What you are asked to do:
Would you output, exactly as written, the line with "Please drop a marker on the open" and all lines after it to the end of the data below, and no others?
═════ Extracted information ═════
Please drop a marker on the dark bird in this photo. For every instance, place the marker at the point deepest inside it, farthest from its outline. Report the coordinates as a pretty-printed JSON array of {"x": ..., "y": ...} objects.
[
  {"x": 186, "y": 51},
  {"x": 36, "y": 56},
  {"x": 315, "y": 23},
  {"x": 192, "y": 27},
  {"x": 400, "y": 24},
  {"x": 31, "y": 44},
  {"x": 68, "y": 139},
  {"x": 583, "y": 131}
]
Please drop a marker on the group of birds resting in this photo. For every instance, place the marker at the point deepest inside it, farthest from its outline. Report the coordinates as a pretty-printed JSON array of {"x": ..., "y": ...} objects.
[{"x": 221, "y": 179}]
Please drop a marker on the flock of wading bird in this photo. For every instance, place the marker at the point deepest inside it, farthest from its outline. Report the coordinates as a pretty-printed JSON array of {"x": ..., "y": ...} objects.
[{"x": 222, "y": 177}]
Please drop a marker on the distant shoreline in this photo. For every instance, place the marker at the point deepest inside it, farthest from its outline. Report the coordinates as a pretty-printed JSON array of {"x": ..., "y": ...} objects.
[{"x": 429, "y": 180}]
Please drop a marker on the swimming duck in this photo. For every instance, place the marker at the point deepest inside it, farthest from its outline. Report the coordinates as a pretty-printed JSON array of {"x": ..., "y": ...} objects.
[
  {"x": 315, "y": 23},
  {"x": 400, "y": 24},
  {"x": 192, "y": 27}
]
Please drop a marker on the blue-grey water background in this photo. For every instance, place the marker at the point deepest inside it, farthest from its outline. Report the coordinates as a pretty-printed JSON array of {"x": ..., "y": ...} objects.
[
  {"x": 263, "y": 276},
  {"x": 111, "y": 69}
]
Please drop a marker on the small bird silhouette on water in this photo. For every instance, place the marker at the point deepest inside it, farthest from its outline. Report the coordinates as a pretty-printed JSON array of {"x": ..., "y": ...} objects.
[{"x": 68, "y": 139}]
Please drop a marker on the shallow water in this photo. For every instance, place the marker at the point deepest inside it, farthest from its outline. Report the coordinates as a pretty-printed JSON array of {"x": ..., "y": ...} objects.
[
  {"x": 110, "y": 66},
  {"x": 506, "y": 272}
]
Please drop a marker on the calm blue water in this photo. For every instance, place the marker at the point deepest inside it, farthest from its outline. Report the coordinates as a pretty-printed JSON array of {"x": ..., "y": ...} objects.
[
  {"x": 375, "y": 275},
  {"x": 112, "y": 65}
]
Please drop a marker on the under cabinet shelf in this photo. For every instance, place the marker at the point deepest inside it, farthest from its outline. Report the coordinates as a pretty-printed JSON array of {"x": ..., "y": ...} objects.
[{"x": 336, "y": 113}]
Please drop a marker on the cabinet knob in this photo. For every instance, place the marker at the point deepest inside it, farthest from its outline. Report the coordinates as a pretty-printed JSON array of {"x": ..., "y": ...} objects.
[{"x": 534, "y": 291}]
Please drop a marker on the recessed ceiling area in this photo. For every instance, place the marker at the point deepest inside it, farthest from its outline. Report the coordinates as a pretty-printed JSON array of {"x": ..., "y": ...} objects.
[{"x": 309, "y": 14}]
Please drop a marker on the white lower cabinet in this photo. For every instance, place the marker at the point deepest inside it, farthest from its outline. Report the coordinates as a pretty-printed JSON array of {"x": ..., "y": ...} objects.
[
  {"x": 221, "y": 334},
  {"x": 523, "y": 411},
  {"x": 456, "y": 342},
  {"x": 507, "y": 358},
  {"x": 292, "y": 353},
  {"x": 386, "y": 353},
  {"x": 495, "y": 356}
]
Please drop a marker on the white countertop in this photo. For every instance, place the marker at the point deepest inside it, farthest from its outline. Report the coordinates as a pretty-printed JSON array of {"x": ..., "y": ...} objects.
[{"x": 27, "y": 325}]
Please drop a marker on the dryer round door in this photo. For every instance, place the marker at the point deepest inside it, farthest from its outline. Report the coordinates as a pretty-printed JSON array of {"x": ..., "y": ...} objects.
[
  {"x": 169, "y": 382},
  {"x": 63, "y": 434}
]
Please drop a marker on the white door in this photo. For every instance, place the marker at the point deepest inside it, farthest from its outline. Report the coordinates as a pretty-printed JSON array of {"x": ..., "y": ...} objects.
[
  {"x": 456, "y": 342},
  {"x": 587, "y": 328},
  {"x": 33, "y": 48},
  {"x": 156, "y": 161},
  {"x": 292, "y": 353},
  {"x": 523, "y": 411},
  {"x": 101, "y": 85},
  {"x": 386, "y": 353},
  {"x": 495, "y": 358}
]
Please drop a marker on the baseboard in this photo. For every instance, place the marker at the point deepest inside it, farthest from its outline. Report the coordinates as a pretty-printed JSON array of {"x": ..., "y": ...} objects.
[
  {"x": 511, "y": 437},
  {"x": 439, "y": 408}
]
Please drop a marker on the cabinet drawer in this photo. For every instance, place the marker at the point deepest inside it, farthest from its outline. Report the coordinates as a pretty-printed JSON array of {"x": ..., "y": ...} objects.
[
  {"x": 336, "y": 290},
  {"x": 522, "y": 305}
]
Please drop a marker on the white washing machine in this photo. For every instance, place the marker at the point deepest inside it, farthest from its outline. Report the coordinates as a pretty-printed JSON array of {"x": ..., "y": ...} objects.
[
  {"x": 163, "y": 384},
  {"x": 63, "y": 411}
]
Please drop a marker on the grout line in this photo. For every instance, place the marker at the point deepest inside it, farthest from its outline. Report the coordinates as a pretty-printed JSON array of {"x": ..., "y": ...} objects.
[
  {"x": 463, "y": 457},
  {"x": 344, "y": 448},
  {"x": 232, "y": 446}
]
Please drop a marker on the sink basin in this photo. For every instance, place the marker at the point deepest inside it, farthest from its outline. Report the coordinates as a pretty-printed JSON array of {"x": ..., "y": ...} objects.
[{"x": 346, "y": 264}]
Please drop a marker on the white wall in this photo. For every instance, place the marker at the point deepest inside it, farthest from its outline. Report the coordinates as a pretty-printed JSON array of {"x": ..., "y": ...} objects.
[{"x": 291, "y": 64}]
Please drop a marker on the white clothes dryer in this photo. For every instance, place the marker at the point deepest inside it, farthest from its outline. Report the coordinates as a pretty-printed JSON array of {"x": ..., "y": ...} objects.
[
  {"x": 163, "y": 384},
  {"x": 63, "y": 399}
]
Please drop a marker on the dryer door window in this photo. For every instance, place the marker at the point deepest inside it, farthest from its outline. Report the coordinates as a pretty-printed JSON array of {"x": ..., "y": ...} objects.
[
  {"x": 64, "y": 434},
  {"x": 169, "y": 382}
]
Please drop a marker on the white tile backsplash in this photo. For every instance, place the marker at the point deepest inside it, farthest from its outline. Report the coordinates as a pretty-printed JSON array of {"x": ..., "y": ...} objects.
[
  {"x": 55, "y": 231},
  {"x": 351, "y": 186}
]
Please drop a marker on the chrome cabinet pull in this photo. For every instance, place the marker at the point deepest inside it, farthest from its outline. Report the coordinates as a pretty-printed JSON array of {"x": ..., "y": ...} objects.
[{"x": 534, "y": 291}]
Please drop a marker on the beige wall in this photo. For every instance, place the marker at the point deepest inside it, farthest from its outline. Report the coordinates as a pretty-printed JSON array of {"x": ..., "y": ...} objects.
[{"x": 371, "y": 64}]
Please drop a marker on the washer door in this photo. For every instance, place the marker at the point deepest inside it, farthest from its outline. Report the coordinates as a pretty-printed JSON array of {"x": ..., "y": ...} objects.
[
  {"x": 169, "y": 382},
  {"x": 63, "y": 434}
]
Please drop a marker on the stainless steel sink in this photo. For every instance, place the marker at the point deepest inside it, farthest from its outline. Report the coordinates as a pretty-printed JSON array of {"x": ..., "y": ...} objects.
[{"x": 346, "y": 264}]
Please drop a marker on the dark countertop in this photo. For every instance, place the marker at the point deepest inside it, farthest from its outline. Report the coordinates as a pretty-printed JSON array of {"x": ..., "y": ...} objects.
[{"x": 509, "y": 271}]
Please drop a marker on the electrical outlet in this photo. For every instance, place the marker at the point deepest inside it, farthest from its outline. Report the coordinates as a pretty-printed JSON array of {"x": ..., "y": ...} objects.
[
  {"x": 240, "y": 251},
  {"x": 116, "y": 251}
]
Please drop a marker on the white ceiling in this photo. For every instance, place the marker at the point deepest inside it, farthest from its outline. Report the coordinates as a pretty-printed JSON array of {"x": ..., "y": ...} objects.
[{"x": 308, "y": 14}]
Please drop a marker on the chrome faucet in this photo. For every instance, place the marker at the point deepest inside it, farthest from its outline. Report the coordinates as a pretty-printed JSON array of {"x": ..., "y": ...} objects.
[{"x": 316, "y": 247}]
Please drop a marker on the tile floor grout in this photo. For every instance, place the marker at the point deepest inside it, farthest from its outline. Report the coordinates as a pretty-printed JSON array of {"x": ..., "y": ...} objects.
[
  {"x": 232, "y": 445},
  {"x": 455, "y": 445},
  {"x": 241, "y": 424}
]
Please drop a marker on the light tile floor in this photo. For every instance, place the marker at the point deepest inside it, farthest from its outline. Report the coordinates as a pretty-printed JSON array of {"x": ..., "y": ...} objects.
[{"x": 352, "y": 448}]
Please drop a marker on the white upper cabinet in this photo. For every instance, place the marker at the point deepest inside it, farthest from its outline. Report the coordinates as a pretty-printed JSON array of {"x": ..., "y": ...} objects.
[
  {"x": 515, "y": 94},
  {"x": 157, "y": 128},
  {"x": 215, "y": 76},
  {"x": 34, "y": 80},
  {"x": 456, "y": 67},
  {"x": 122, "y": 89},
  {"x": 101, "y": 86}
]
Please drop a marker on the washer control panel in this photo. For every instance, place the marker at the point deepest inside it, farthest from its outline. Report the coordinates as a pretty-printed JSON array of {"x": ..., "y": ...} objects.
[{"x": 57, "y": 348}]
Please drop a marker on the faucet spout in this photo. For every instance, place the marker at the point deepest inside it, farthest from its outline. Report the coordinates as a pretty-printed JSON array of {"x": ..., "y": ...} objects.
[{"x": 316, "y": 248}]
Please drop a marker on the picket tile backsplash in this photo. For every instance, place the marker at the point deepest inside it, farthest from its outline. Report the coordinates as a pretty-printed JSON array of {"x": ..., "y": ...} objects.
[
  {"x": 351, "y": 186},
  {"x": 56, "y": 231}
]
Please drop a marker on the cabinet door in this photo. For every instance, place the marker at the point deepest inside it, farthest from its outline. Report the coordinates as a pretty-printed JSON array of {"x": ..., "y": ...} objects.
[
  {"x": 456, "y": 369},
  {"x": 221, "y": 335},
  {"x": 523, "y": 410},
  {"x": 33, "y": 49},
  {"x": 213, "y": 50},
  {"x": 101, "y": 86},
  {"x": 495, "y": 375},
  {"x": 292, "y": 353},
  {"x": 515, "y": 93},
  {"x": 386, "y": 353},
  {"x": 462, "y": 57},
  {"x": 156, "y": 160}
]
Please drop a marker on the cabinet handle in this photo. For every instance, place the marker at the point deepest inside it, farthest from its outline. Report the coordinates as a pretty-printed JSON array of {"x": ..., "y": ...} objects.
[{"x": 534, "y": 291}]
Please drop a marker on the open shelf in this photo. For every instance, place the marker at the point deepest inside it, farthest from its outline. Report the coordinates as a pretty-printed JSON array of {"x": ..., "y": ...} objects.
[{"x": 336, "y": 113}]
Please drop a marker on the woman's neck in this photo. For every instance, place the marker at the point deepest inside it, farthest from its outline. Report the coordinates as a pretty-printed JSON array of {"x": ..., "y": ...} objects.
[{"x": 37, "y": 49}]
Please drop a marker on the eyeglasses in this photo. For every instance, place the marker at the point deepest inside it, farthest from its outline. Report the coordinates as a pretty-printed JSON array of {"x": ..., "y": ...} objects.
═════
Task solution:
Please drop a marker on the open shelf in this photo. For every instance, place the marker at the point deepest inside it, farthest from its outline. Report the coordinates as a pretty-printed JSON array of {"x": ..., "y": ...} objects.
[{"x": 336, "y": 113}]
Please drop a marker on the woman's neck in this photo. For every instance, place the marker at the point deepest inside it, farthest from its outline. Report the coordinates as a pretty-printed JSON array of {"x": ..., "y": ...} objects.
[{"x": 37, "y": 49}]
Please drop a marker on the eyeglasses in this photo. For every instance, place the marker at the point deepest inside it, farthest from its outline. Report the coordinates as a pretty-printed JSON array of {"x": ..., "y": ...} objects.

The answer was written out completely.